PROMPT: Return every line of the records below without any change.

— Start of RECORDS TO PROCESS —

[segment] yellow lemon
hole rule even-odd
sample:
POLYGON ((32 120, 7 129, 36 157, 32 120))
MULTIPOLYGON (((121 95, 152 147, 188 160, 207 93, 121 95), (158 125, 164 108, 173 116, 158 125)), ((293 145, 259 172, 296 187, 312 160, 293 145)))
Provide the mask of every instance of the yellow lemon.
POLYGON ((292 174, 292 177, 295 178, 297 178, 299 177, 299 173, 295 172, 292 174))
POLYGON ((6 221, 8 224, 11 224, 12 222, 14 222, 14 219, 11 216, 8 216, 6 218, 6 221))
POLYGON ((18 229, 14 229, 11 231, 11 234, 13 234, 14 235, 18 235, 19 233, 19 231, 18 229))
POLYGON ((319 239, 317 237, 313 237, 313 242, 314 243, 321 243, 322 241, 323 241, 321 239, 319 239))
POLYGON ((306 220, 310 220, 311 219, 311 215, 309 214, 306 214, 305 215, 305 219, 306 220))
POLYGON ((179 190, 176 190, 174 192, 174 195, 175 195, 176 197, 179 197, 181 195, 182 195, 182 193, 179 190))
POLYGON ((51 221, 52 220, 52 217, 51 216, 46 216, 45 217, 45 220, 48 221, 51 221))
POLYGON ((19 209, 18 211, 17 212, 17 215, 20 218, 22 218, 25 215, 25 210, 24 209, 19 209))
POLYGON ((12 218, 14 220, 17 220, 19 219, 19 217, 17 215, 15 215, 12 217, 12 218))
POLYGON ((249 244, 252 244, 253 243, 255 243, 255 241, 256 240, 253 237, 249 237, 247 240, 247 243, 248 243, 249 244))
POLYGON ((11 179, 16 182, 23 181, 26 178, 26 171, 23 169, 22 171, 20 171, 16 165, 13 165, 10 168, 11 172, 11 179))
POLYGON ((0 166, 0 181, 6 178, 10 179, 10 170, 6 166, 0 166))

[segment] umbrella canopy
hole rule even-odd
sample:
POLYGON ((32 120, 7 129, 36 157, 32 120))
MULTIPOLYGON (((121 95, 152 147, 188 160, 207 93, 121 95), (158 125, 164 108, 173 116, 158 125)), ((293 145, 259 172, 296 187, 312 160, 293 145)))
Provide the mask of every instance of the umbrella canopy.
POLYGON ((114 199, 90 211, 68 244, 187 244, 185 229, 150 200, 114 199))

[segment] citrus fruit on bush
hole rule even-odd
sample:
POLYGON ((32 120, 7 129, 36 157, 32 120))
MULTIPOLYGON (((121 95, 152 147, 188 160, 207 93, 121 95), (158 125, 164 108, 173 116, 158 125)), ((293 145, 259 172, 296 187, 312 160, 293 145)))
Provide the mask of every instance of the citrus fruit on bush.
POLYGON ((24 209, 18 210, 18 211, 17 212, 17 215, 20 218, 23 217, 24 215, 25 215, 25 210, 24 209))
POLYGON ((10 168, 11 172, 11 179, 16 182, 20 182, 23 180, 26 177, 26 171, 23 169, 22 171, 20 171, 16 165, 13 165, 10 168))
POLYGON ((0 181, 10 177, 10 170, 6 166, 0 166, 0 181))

— End of RECORDS TO PROCESS —

TASK SOLUTION:
[segment] yellow lemon
hole rule even-odd
sample:
POLYGON ((32 120, 7 129, 36 157, 32 120))
MULTIPOLYGON (((121 95, 152 147, 188 160, 207 93, 121 95), (158 125, 164 108, 173 116, 158 125)), ((293 145, 259 172, 296 187, 312 160, 293 145)))
Provide the mask of every instance of the yellow lemon.
POLYGON ((292 174, 292 177, 295 178, 297 178, 299 177, 299 173, 295 172, 292 174))
POLYGON ((6 221, 8 224, 11 224, 12 222, 14 222, 14 219, 11 216, 8 216, 6 218, 6 221))
POLYGON ((18 229, 14 229, 11 231, 11 234, 13 234, 14 235, 18 235, 19 233, 19 231, 18 229))
POLYGON ((319 239, 317 237, 313 237, 313 242, 314 243, 321 243, 322 241, 323 241, 321 239, 319 239))
POLYGON ((306 220, 310 220, 311 219, 311 215, 309 214, 306 214, 305 215, 305 219, 306 220))
POLYGON ((179 190, 176 190, 174 192, 174 195, 175 195, 176 197, 179 197, 181 195, 182 195, 182 193, 179 190))
POLYGON ((51 221, 52 220, 52 217, 51 216, 46 216, 45 217, 45 220, 48 221, 51 221))
POLYGON ((19 209, 18 211, 17 212, 17 215, 20 218, 22 218, 25 215, 25 210, 24 209, 19 209))
POLYGON ((12 218, 14 220, 17 220, 19 219, 19 217, 17 215, 15 215, 12 217, 12 218))
POLYGON ((249 244, 252 244, 253 243, 255 243, 255 241, 256 240, 253 237, 249 237, 247 240, 247 243, 248 243, 249 244))
POLYGON ((11 179, 16 182, 23 181, 26 178, 26 171, 23 169, 22 171, 20 171, 16 165, 13 165, 10 168, 11 172, 11 179))
POLYGON ((0 166, 0 181, 6 178, 10 179, 10 170, 6 166, 0 166))

[segment] umbrella canopy
hole rule even-odd
sample:
POLYGON ((32 120, 7 129, 36 157, 32 120))
MULTIPOLYGON (((121 95, 152 147, 188 160, 207 93, 121 95), (158 125, 164 108, 173 116, 158 125)), ((293 145, 259 172, 296 187, 312 160, 293 145)))
Provide the mask of every instance of the umbrella canopy.
POLYGON ((114 199, 90 211, 68 244, 187 244, 185 229, 150 200, 114 199))

[segment] citrus fruit on bush
hole rule even-odd
sample:
POLYGON ((32 120, 7 129, 36 157, 32 120))
MULTIPOLYGON (((121 95, 152 147, 188 160, 207 93, 121 95), (158 125, 164 108, 173 116, 158 125)), ((293 145, 259 172, 296 187, 312 160, 293 145)))
Provide the mask of every instance of the citrus fruit on bush.
POLYGON ((24 209, 18 210, 18 211, 17 212, 17 215, 20 218, 23 217, 24 215, 25 215, 25 210, 24 209))
POLYGON ((10 168, 11 172, 11 179, 16 182, 20 182, 23 180, 26 177, 26 171, 23 169, 22 171, 20 171, 16 165, 13 165, 10 168))
POLYGON ((0 181, 10 177, 10 170, 6 166, 0 166, 0 181))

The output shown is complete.